Selected extract ->
━━━━

Homecoming () is a 2019 Indonesian drama film, written and directed by Adriyanto Dewo. The film stars Asmara Abigail, Putri Ayudya, Ibnu Jamil, and Yoga Pratama. The film tells about mudik, a tradition where migrants return to their hometown before major holidays.

The film had its world premiere at the 2019 International Film Festival and Awards Macao during the International Competition segment. The film won the Best Original Screenplay at the 40th Citra Awards, with other eight nominations, including for Best Picture, Best Actor (Jamil), Best Actress (Ayudya), Best Supporting Actor (Pratama), and Best Supporting Actress (Abigail).

Premise
Aida goes on a road trip with her husband, Firman, to travel to their hometown. During the trip, they are involved in an accident leading them to meet Santi, a rural housewife. The event changes how Aida and Firman view a marriage and also find answers to her questions in life.

━━━━

Stored data ->
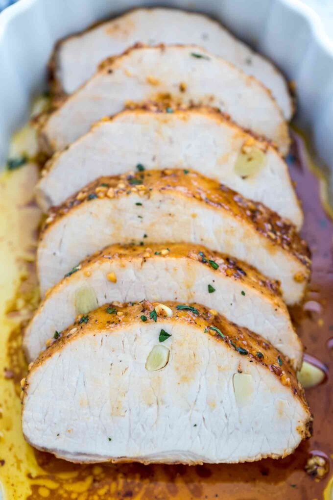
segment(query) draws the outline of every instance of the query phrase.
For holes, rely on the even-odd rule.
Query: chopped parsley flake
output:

━━━━

Exercise set ->
- 1) Turn the paragraph of the Homecoming article that begins "The film had its world premiere" into a short list that keeps its main facts.
- 2) According to the Homecoming article, who wrote and directed the film?
- 3) From the Homecoming article, write out the stretch from "Homecoming () is" through "Supporting Actress (Abigail).".
You won't need the lines for this.

Exercise answers ->
- 1)
- World premiere: 2019 International Film Festival and Awards Macao, in the International Competition segment
- Won Best Original Screenplay at the 40th Citra Awards
- Received eight other nominations there, including:
  - Best Picture
  - Best Actor (Jamil)
  - Best Actress (Ayudya)
  - Best Supporting Actor (Pratama)
  - Best Supporting Actress (Abigail)

- 2) Adriyanto Dewo.

- 3)
Homecoming () is a 2019 Indonesian drama film, written and directed by Adriyanto Dewo. The film stars Asmara Abigail, Putri Ayudya, Ibnu Jamil, and Yoga Pratama. The film tells about mudik, a tradition where migrants return to their hometown before major holidays.

The film had its world premiere at the 2019 International Film Festival and Awards Macao during the International Competition segment. The film won the Best Original Screenplay at the 40th Citra Awards, with other eight nominations, including for Best Picture, Best Actor (Jamil), Best Actress (Ayudya), Best Supporting Actor (Pratama), and Best Supporting Actress (Abigail).